**Records from a data collection:**
# # # # #
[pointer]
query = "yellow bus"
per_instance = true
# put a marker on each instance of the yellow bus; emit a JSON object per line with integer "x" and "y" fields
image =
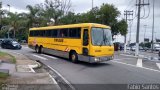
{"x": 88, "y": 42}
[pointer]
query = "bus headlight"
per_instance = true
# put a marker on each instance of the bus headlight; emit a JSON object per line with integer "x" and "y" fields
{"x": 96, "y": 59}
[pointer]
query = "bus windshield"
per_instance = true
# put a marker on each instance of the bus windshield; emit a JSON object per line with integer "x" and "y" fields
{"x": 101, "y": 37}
# # # # #
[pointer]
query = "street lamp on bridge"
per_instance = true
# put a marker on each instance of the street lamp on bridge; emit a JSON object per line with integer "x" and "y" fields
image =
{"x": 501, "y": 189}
# # # # #
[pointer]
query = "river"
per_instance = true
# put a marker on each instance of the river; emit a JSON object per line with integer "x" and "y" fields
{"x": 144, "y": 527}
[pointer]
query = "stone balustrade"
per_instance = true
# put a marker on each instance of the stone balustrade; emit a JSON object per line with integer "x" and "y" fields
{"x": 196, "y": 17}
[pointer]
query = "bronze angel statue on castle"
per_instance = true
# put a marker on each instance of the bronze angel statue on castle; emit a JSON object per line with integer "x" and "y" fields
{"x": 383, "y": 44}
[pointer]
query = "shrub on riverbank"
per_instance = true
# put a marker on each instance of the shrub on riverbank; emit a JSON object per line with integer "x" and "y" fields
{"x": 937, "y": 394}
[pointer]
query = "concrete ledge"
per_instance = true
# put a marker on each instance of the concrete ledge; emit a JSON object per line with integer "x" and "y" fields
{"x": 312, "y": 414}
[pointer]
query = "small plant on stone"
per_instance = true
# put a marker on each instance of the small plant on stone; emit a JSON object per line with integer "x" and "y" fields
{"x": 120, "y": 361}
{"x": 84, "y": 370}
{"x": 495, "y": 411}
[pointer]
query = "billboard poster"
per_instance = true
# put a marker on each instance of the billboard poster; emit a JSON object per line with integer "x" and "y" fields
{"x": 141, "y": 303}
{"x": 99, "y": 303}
# # # # #
**PROBLEM DETAILS:** Filter the records, keeping only lines that contain "query", and show those lines.

**COMPLETED TASK:**
query = "yellow bus"
query = "bus headlight"
query = "bus windshield"
query = "street lamp on bridge"
query = "river"
query = "stone balustrade"
query = "bronze angel statue on castle"
query = "shrub on riverbank"
query = "concrete ledge"
query = "small plant on stone"
query = "billboard poster"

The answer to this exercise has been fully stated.